* [Task goal]
Render each line of the data below as a Markdown table with the columns Row and Line, numbering the rows and skipping any blank lines. Omit the pictures.

* [Segmentation dataset excerpts]
┄┄┄┄┄┄

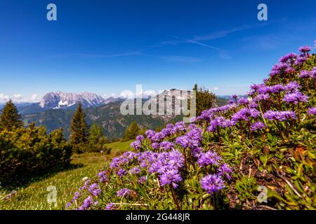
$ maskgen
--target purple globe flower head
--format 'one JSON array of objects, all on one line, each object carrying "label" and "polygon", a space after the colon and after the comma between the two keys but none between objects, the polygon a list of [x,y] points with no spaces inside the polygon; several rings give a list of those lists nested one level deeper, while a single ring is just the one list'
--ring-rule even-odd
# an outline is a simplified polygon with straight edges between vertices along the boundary
[{"label": "purple globe flower head", "polygon": [[237,99],[238,98],[238,97],[237,96],[237,94],[233,94],[232,95],[232,98],[234,99]]},{"label": "purple globe flower head", "polygon": [[316,77],[316,66],[315,66],[312,71],[310,71],[311,75],[312,76],[312,78],[315,78]]},{"label": "purple globe flower head", "polygon": [[153,144],[152,144],[152,147],[153,149],[158,149],[159,148],[159,144],[157,142],[154,142]]},{"label": "purple globe flower head", "polygon": [[296,92],[300,88],[300,85],[296,81],[290,81],[285,85],[285,90],[289,92]]},{"label": "purple globe flower head", "polygon": [[307,71],[307,70],[302,70],[301,71],[300,74],[298,75],[298,76],[300,78],[314,78],[313,74],[310,71]]},{"label": "purple globe flower head", "polygon": [[232,121],[249,120],[250,118],[256,118],[260,114],[260,111],[256,108],[243,108],[232,115]]},{"label": "purple globe flower head", "polygon": [[258,94],[266,94],[270,93],[270,86],[267,86],[265,84],[258,85],[259,86],[257,90]]},{"label": "purple globe flower head", "polygon": [[117,192],[117,197],[123,197],[124,196],[127,196],[131,195],[131,190],[128,188],[122,188]]},{"label": "purple globe flower head", "polygon": [[160,144],[159,147],[162,148],[165,150],[170,150],[171,149],[173,149],[174,144],[170,141],[162,141]]},{"label": "purple globe flower head", "polygon": [[225,176],[228,179],[230,179],[230,173],[232,172],[232,169],[226,164],[223,164],[218,169],[218,175]]},{"label": "purple globe flower head", "polygon": [[297,104],[299,102],[308,102],[309,97],[301,92],[295,92],[293,93],[287,93],[283,98],[283,101],[288,103],[294,103]]},{"label": "purple globe flower head", "polygon": [[316,115],[316,106],[310,108],[308,113],[310,115]]},{"label": "purple globe flower head", "polygon": [[138,174],[139,173],[140,173],[140,169],[139,169],[139,167],[135,167],[131,168],[129,170],[130,174]]},{"label": "purple globe flower head", "polygon": [[145,182],[146,182],[146,180],[147,177],[145,176],[143,176],[138,179],[138,182],[141,184],[143,184]]},{"label": "purple globe flower head", "polygon": [[220,156],[219,156],[216,152],[208,151],[205,153],[201,153],[201,155],[197,159],[197,164],[201,167],[206,167],[208,165],[218,165],[219,162],[221,160]]},{"label": "purple globe flower head", "polygon": [[202,148],[199,147],[191,148],[190,151],[191,154],[197,158],[199,158],[203,153]]},{"label": "purple globe flower head", "polygon": [[156,134],[156,132],[153,131],[153,130],[147,130],[145,132],[145,134],[147,136],[147,138],[150,140],[152,139],[152,138],[154,136],[154,135]]},{"label": "purple globe flower head", "polygon": [[287,120],[296,119],[294,111],[268,111],[263,114],[263,118],[270,120],[284,121]]},{"label": "purple globe flower head", "polygon": [[72,206],[72,203],[70,203],[70,202],[67,202],[66,203],[66,209],[68,209],[71,206]]},{"label": "purple globe flower head", "polygon": [[119,171],[117,172],[117,176],[119,176],[119,177],[122,177],[126,174],[127,172],[124,169],[119,169]]},{"label": "purple globe flower head", "polygon": [[296,71],[295,71],[295,69],[292,67],[287,67],[285,69],[284,71],[288,74],[294,74],[296,72]]},{"label": "purple globe flower head", "polygon": [[131,147],[135,148],[136,150],[138,150],[142,146],[140,141],[136,140],[131,144]]},{"label": "purple globe flower head", "polygon": [[258,107],[258,104],[256,102],[255,102],[254,101],[251,101],[251,102],[249,102],[249,104],[248,104],[248,106],[250,108],[257,108]]},{"label": "purple globe flower head", "polygon": [[282,57],[281,57],[279,60],[279,62],[287,62],[289,60],[291,60],[293,59],[294,59],[295,57],[296,57],[296,55],[293,53],[293,52],[290,52],[284,56],[283,56]]},{"label": "purple globe flower head", "polygon": [[140,135],[136,136],[136,140],[137,141],[142,141],[144,139],[145,139],[145,137],[143,135],[141,135],[141,134],[140,134]]},{"label": "purple globe flower head", "polygon": [[216,174],[209,174],[202,178],[201,180],[201,186],[209,194],[218,192],[225,187],[222,178]]},{"label": "purple globe flower head", "polygon": [[77,200],[81,195],[81,194],[79,191],[75,192],[74,197],[72,197],[72,202],[74,202],[75,200]]},{"label": "purple globe flower head", "polygon": [[173,188],[178,187],[178,182],[182,181],[181,176],[176,169],[166,170],[159,177],[160,184],[162,186],[171,184]]},{"label": "purple globe flower head", "polygon": [[185,131],[185,129],[186,129],[185,123],[183,121],[180,121],[180,122],[176,122],[174,125],[174,127],[172,130],[172,133],[176,134],[176,133],[180,132],[183,132],[183,131]]},{"label": "purple globe flower head", "polygon": [[115,208],[115,204],[112,202],[107,204],[107,206],[105,206],[106,210],[114,210],[114,208]]},{"label": "purple globe flower head", "polygon": [[270,98],[270,94],[268,93],[265,93],[265,94],[258,94],[257,96],[257,99],[259,101],[261,100],[267,100],[269,99]]},{"label": "purple globe flower head", "polygon": [[105,171],[101,171],[98,174],[98,176],[99,177],[99,181],[101,183],[105,183],[109,180],[107,178],[107,176],[105,174]]},{"label": "purple globe flower head", "polygon": [[79,210],[86,210],[88,209],[93,203],[93,200],[91,196],[88,196],[86,199],[84,200],[84,204],[79,206]]},{"label": "purple globe flower head", "polygon": [[184,166],[183,155],[178,150],[173,150],[168,153],[169,164],[176,169]]},{"label": "purple globe flower head", "polygon": [[300,51],[300,52],[301,52],[303,53],[305,53],[305,52],[310,52],[310,50],[312,50],[312,48],[308,46],[302,46],[302,47],[298,48],[298,51]]},{"label": "purple globe flower head", "polygon": [[273,77],[276,75],[282,74],[284,72],[285,69],[288,67],[289,65],[287,63],[279,62],[272,66],[271,72],[270,73],[270,76],[271,77]]},{"label": "purple globe flower head", "polygon": [[284,91],[285,90],[286,87],[281,84],[277,84],[270,87],[270,92],[271,93],[278,93]]},{"label": "purple globe flower head", "polygon": [[256,131],[256,130],[261,130],[265,127],[266,127],[265,123],[258,121],[252,124],[251,126],[250,127],[250,129],[251,130],[251,131]]},{"label": "purple globe flower head", "polygon": [[95,183],[89,186],[88,192],[92,193],[94,196],[98,196],[101,192],[101,189],[100,189],[98,183]]},{"label": "purple globe flower head", "polygon": [[245,99],[245,98],[240,98],[238,100],[238,103],[239,104],[242,104],[242,105],[246,105],[246,104],[248,104],[249,103],[249,101],[247,99]]}]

┄┄┄┄┄┄

* [Result of the exercise]
| Row | Line |
|---|---|
| 1 | $ maskgen |
| 2 | --target purple globe flower head |
| 3 | --format 'one JSON array of objects, all on one line, each object carrying "label" and "polygon", a space after the colon and after the comma between the two keys but none between objects, the polygon a list of [x,y] points with no spaces inside the polygon; several rings give a list of those lists nested one level deeper, while a single ring is just the one list' |
| 4 | --ring-rule even-odd |
| 5 | # an outline is a simplified polygon with straight edges between vertices along the boundary |
| 6 | [{"label": "purple globe flower head", "polygon": [[237,99],[238,98],[238,97],[237,96],[237,94],[233,94],[232,95],[232,98],[234,99]]},{"label": "purple globe flower head", "polygon": [[316,77],[316,66],[315,66],[312,71],[310,71],[311,75],[312,76],[312,78],[315,78]]},{"label": "purple globe flower head", "polygon": [[153,144],[152,144],[152,147],[153,149],[158,149],[159,148],[159,144],[157,142],[154,142]]},{"label": "purple globe flower head", "polygon": [[296,92],[300,88],[300,85],[296,81],[290,81],[285,85],[285,90],[289,92]]},{"label": "purple globe flower head", "polygon": [[307,71],[307,70],[302,70],[301,71],[300,74],[298,75],[298,76],[300,78],[314,78],[313,74],[310,71]]},{"label": "purple globe flower head", "polygon": [[232,121],[249,120],[250,118],[256,118],[260,114],[260,111],[256,108],[243,108],[232,115]]},{"label": "purple globe flower head", "polygon": [[258,94],[266,94],[270,93],[270,86],[267,86],[265,84],[258,85],[259,86],[257,90]]},{"label": "purple globe flower head", "polygon": [[117,192],[117,197],[123,197],[124,196],[127,196],[131,195],[131,190],[128,188],[122,188]]},{"label": "purple globe flower head", "polygon": [[160,144],[159,147],[162,148],[165,150],[170,150],[171,149],[173,149],[174,144],[170,141],[162,141]]},{"label": "purple globe flower head", "polygon": [[225,176],[228,179],[230,179],[230,173],[232,172],[232,169],[226,164],[223,164],[218,169],[218,175]]},{"label": "purple globe flower head", "polygon": [[297,104],[299,102],[308,102],[309,97],[301,92],[295,92],[293,93],[287,93],[283,98],[283,101],[288,103],[294,103]]},{"label": "purple globe flower head", "polygon": [[316,115],[316,106],[310,108],[308,113],[310,115]]},{"label": "purple globe flower head", "polygon": [[138,174],[139,173],[140,173],[140,169],[139,169],[139,167],[135,167],[131,168],[129,170],[130,174]]},{"label": "purple globe flower head", "polygon": [[145,182],[146,182],[146,180],[147,177],[145,176],[143,176],[138,179],[138,182],[141,184],[143,184]]},{"label": "purple globe flower head", "polygon": [[220,156],[219,156],[216,152],[208,151],[205,153],[201,153],[201,155],[197,159],[197,164],[201,167],[206,167],[208,165],[218,165],[219,162],[221,160]]},{"label": "purple globe flower head", "polygon": [[202,148],[199,147],[191,148],[190,151],[191,154],[197,158],[199,158],[203,153]]},{"label": "purple globe flower head", "polygon": [[156,134],[156,132],[153,131],[153,130],[147,130],[145,132],[145,134],[147,136],[147,138],[150,140],[152,139],[152,138],[154,136],[154,135]]},{"label": "purple globe flower head", "polygon": [[287,120],[296,119],[294,111],[268,111],[263,114],[263,118],[270,120],[284,121]]},{"label": "purple globe flower head", "polygon": [[72,206],[72,203],[70,203],[70,202],[67,202],[66,203],[66,209],[68,209],[71,206]]},{"label": "purple globe flower head", "polygon": [[119,171],[117,172],[117,176],[119,176],[119,177],[122,177],[126,174],[127,172],[124,169],[119,169]]},{"label": "purple globe flower head", "polygon": [[296,71],[295,71],[295,69],[292,67],[287,67],[285,69],[284,71],[288,74],[294,74],[296,72]]},{"label": "purple globe flower head", "polygon": [[131,147],[135,148],[136,150],[138,150],[142,146],[140,141],[136,140],[131,144]]},{"label": "purple globe flower head", "polygon": [[258,107],[258,104],[256,102],[255,102],[254,101],[251,101],[251,102],[249,102],[249,104],[248,104],[248,106],[250,108],[257,108]]},{"label": "purple globe flower head", "polygon": [[282,57],[281,57],[279,60],[279,62],[287,62],[289,60],[291,60],[293,59],[294,59],[295,57],[296,57],[296,55],[293,53],[293,52],[290,52],[284,56],[283,56]]},{"label": "purple globe flower head", "polygon": [[140,135],[136,136],[136,140],[137,141],[142,141],[144,139],[145,139],[145,137],[143,135],[141,135],[141,134],[140,134]]},{"label": "purple globe flower head", "polygon": [[216,174],[209,174],[202,178],[201,180],[201,186],[209,194],[218,192],[225,187],[222,178]]},{"label": "purple globe flower head", "polygon": [[77,200],[81,195],[81,194],[79,191],[75,192],[74,197],[72,197],[72,202],[74,202],[75,200]]},{"label": "purple globe flower head", "polygon": [[173,188],[178,187],[178,182],[182,181],[181,176],[176,169],[166,170],[159,177],[160,184],[162,186],[171,184]]},{"label": "purple globe flower head", "polygon": [[185,131],[185,129],[186,129],[185,123],[183,121],[180,121],[180,122],[176,122],[174,125],[174,127],[172,130],[172,133],[176,134],[176,133],[180,132],[183,132],[183,131]]},{"label": "purple globe flower head", "polygon": [[115,208],[115,204],[112,202],[107,204],[107,206],[105,206],[106,210],[114,210],[114,208]]},{"label": "purple globe flower head", "polygon": [[270,98],[270,94],[268,93],[265,93],[265,94],[258,94],[257,96],[257,99],[259,101],[261,100],[267,100],[269,99]]},{"label": "purple globe flower head", "polygon": [[105,171],[101,171],[98,174],[98,176],[99,177],[99,181],[101,183],[105,183],[109,180],[107,178],[107,176],[105,174]]},{"label": "purple globe flower head", "polygon": [[79,210],[86,210],[88,209],[93,203],[93,200],[91,196],[88,196],[86,199],[84,200],[84,204],[79,206]]},{"label": "purple globe flower head", "polygon": [[184,166],[183,155],[178,150],[173,150],[168,153],[169,164],[176,169]]},{"label": "purple globe flower head", "polygon": [[300,51],[300,52],[301,52],[303,53],[305,53],[305,52],[310,52],[310,50],[312,50],[312,48],[308,46],[302,46],[302,47],[298,48],[298,51]]},{"label": "purple globe flower head", "polygon": [[273,77],[276,75],[282,74],[284,72],[285,69],[288,67],[289,65],[287,63],[279,62],[272,66],[271,72],[270,73],[270,76],[271,77]]},{"label": "purple globe flower head", "polygon": [[284,91],[285,90],[286,87],[281,84],[277,84],[270,87],[270,92],[271,93],[278,93]]},{"label": "purple globe flower head", "polygon": [[256,131],[256,130],[261,130],[265,127],[266,127],[265,123],[258,121],[252,124],[251,126],[250,127],[250,129],[251,130],[251,131]]},{"label": "purple globe flower head", "polygon": [[95,183],[89,186],[88,192],[92,193],[94,196],[98,196],[101,192],[101,189],[100,189],[98,183]]},{"label": "purple globe flower head", "polygon": [[245,99],[245,98],[240,98],[238,100],[238,103],[239,104],[242,104],[242,105],[246,105],[246,104],[248,104],[249,103],[249,101],[247,99]]}] |